RECORDS FOR THE EXERCISE:
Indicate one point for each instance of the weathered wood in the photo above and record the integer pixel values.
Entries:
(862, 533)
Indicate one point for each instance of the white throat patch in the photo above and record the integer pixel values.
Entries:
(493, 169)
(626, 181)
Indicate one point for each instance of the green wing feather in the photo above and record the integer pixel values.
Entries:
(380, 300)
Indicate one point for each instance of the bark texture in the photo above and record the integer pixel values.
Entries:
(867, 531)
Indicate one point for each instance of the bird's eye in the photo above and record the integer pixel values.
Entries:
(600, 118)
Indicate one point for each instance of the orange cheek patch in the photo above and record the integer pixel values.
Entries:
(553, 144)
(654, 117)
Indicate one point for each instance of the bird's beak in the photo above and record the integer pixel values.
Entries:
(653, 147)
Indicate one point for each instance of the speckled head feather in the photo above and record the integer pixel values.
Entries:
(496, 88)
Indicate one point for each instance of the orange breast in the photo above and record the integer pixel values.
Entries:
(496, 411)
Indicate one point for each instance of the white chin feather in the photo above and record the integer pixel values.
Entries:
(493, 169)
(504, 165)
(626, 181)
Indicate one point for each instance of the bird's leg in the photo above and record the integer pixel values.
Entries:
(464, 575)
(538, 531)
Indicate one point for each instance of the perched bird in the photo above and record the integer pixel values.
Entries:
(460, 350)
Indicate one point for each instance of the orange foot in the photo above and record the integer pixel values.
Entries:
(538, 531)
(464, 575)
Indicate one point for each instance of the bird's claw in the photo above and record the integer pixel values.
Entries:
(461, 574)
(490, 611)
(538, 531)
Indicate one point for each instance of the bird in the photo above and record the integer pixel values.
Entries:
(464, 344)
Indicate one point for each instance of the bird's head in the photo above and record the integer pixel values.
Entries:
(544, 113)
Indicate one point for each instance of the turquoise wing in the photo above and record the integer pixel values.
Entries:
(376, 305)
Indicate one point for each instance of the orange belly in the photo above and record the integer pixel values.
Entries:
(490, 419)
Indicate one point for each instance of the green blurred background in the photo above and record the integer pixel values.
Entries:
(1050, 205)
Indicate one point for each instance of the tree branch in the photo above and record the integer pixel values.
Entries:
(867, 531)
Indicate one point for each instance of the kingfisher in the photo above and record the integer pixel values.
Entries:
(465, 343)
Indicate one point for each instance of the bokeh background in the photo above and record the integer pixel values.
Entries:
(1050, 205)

INSTRUCTIONS TO FOLLOW:
What lines in the listing above hold the string "patch"? List them.

SOLUTION:
Indicate one point for each instance of the white throat patch in the photo above and record the integer pixel values.
Indicate one point for each instance of the orange cheek patch in the photo above and record the integer pixel values.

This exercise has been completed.